Data entries:
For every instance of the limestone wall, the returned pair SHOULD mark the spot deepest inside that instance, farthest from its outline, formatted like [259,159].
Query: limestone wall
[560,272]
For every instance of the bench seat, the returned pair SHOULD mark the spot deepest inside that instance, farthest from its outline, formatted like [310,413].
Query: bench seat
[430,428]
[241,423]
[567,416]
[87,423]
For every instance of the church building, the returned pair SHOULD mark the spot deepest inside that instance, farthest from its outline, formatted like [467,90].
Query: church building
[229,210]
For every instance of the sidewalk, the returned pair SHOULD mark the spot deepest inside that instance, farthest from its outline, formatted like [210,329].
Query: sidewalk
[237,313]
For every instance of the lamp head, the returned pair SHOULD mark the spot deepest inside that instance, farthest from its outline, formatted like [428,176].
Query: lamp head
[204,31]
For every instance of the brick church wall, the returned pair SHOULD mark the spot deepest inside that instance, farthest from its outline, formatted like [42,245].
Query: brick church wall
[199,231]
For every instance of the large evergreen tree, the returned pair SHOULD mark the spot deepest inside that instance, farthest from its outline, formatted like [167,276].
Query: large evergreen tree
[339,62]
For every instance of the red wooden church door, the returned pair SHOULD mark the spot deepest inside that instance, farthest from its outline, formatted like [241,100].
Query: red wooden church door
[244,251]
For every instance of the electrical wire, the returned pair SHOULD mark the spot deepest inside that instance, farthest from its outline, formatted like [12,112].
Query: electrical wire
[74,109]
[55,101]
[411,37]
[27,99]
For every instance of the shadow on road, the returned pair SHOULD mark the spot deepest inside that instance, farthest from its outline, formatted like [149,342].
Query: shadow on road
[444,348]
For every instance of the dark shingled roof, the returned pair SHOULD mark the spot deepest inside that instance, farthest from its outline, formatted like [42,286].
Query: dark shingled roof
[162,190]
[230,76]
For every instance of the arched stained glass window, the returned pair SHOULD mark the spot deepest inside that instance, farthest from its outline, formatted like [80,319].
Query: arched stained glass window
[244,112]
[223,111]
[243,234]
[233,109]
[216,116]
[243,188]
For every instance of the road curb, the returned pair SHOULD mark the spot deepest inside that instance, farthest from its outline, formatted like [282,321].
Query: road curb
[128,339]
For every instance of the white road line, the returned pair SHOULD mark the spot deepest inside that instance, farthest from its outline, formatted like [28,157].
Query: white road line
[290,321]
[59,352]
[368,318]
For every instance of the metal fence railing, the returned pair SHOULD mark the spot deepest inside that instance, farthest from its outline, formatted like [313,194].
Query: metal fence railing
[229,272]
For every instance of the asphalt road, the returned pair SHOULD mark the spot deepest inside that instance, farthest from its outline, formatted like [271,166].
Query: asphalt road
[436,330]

* WHAT YOU NEED TO DO *
Once you find the line with "Query: shadow on road" in the entries above, output it and each line after it up to and including the line with "For every instance of the white", and nothing else.

* RESPONSE TO THIS TASK *
Query: shadow on road
[444,348]
For every instance of the dark shingled roof, the returned pair SHOULD mark the spot deepest inside that instance, farthest from its outline, formatted like [42,286].
Query: dark shingled roof
[162,190]
[230,76]
For every instance of the arched stained glass window, the returned pair SHOULD mark the spot deepest inside that instance, farthest from its outline, formatted like [80,319].
Query: arched stained glass window
[244,112]
[223,111]
[243,234]
[233,109]
[216,116]
[243,188]
For every instance of the road curb, the returned pair SHOULD mark the spot deepest inside that instance, farthest from its outline, formatted like [282,321].
Query: road curb
[128,339]
For every instance of the white road line, the returned pair SHOULD mark the spot deepest inside that instance, farthest from its outline, formatted like [28,157].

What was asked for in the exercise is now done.